■ **Short problem**:
Rewrite the material from the line containing "Outline every instance of the overcast" through the end of the material, replacing "outer ring" with "exterior ring" and changing nothing else. Leave the pictures out of your answer.

[begin Records for this exercise]

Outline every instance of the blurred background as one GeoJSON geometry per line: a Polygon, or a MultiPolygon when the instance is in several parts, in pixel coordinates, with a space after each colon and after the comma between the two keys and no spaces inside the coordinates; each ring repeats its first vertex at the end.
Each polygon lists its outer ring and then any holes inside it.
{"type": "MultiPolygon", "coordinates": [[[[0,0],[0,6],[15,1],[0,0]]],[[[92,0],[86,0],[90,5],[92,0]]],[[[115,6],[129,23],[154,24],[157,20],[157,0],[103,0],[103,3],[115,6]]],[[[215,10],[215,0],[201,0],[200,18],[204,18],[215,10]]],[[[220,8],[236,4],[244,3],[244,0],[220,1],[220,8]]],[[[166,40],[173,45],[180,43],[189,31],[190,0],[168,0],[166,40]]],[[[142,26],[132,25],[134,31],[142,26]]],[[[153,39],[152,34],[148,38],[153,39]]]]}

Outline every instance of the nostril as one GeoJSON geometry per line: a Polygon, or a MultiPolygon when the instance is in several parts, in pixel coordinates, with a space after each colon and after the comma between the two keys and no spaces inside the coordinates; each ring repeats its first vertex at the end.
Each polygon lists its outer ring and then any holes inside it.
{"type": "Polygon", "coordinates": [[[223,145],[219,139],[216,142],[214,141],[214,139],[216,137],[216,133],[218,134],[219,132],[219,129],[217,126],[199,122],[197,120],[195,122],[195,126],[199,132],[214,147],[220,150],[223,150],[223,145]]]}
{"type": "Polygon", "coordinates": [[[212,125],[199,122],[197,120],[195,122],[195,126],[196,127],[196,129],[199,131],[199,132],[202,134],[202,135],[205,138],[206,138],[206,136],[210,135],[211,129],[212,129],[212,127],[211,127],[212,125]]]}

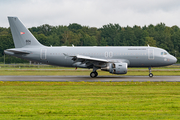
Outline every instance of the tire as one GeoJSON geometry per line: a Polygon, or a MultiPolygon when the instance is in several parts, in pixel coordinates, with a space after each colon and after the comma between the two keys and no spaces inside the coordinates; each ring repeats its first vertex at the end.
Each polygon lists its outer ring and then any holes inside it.
{"type": "Polygon", "coordinates": [[[152,73],[149,73],[149,77],[153,77],[153,74],[152,74],[152,73]]]}
{"type": "Polygon", "coordinates": [[[91,76],[92,78],[95,78],[96,75],[97,75],[96,72],[91,72],[91,73],[90,73],[90,76],[91,76]]]}

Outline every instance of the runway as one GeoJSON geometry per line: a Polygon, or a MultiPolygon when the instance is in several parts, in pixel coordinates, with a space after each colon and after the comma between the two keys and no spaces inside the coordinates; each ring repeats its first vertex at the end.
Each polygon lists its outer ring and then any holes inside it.
{"type": "Polygon", "coordinates": [[[122,82],[122,81],[152,81],[152,82],[180,82],[180,76],[0,76],[0,81],[46,81],[46,82],[122,82]]]}

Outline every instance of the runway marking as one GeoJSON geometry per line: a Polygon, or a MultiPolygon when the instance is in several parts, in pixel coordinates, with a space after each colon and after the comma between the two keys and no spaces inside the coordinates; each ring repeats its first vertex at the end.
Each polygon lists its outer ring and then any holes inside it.
{"type": "Polygon", "coordinates": [[[123,81],[166,81],[166,82],[180,82],[180,76],[98,76],[97,78],[90,78],[89,76],[0,76],[0,81],[59,81],[59,82],[123,82],[123,81]]]}

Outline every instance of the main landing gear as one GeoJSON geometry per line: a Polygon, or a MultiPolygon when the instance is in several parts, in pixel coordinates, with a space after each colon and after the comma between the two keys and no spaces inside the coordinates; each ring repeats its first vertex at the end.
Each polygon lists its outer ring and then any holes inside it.
{"type": "Polygon", "coordinates": [[[98,73],[95,71],[95,72],[91,72],[90,73],[90,76],[92,77],[92,78],[95,78],[95,77],[97,77],[98,76],[98,73]]]}
{"type": "Polygon", "coordinates": [[[97,69],[98,69],[97,67],[93,67],[93,71],[90,73],[90,76],[92,78],[95,78],[98,76],[98,73],[96,72],[97,69]]]}
{"type": "Polygon", "coordinates": [[[149,77],[153,77],[153,74],[151,73],[151,67],[149,67],[149,77]]]}

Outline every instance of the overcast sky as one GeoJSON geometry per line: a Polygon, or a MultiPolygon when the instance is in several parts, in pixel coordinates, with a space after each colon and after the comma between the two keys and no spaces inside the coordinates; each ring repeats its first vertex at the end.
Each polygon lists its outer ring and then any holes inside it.
{"type": "Polygon", "coordinates": [[[26,27],[43,24],[100,28],[109,23],[180,27],[180,0],[0,0],[0,27],[17,16],[26,27]]]}

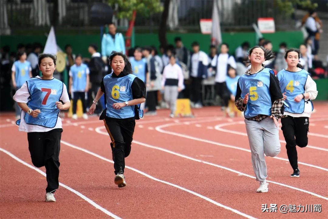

[end Records for this exercise]

■ **Response below**:
Outline every instance of the overcast sky as one GeoJSON geometry per line: a Polygon, or a MultiPolygon when the instance is in several parts, in pixel coordinates, with a space after each colon and after the comma between the two keys and no spaces inside the coordinates; each ring repeats its first vertex at the end.
Each polygon lists its exterior ring and then any holes inside it.
{"type": "Polygon", "coordinates": [[[26,27],[43,24],[100,28],[109,23],[180,27],[180,0],[0,0],[0,27],[17,16],[26,27]]]}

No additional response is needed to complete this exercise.